All the monthly sales values are to be assigned an initial value of zero.
Dim MonthlySales(12) As Integer
Dim Index As Integer
For Index = 1 To 12
MonthlySales(Index) = 0
Next Index
Reading values into an array
This is what essentially has been done in the code above. Each element of the array was assigned the value zero.
We are to input the twelve monthly sales totals from the keyboard and store them in the array.
Note the Index variable is supplying both:
• the index number for the array
• the prompt for the data entry.
Dim MonthlySales (12) As Integer
Dim Index As Integer
For Index = 1 To 12
Console.Write("Month: " & Index & " ... ")
MonthlySales(Index) = Console.Readline
Next Index
Console.WriteLine("Sales figures now stored in array ... ")
Pseudocode
What follows is our first use of pseudocode to describe an algorithm.
You should be able to study this and then write the program code from it.
Serial search of an array
A serial (or linear) search means start with the first value and then consider each value in order.
Find the first month is which the total sales was below 10.
We shall write a pseudocode description for the search algorithm.
Index ← 1
Found ← False
REPEAT
IF MonthlySales[Index] < 10
THEN
Found ← True
OUTPUT "The month number was..."
--------------------------------------------------
■ DIRECTION 1
List every all-capitals keyword that appears in the pseudocode of the array tutorial.
■ DIRECTION 2
Pull out each line in the listing that contains the string "surface".

[Entries on finding named things]
--------------------------------------------------
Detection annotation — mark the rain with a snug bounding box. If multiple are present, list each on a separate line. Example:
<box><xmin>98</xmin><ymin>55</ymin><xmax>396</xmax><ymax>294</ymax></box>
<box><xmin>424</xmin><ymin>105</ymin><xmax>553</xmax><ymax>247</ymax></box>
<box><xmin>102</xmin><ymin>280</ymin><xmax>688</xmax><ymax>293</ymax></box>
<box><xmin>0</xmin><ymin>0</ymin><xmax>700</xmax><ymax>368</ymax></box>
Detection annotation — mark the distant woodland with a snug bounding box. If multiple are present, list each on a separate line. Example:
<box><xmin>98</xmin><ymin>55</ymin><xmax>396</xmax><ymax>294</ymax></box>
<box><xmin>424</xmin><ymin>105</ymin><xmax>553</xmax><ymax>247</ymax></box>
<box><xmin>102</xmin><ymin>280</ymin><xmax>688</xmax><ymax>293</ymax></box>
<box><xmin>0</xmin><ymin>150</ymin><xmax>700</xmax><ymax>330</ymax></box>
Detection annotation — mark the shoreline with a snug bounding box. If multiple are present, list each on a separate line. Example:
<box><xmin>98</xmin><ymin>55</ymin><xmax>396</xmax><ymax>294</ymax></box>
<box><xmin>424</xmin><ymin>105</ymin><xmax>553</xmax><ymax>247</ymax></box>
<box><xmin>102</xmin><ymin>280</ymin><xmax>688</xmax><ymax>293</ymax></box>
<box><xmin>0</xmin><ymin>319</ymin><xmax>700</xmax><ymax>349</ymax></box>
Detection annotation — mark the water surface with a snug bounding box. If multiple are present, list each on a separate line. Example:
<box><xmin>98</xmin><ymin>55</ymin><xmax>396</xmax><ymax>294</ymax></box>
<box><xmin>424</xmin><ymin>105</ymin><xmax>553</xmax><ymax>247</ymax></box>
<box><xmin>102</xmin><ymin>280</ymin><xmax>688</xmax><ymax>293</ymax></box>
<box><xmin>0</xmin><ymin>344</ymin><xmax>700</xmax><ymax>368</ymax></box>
--------------------------------------------------
■ COMPLETE RESPONSE 1
REPEAT, IF, THEN, OUTPUT

■ COMPLETE RESPONSE 2
Detection annotation — mark the water surface with a snug bounding box. If multiple are present, list each on a separate line. Example:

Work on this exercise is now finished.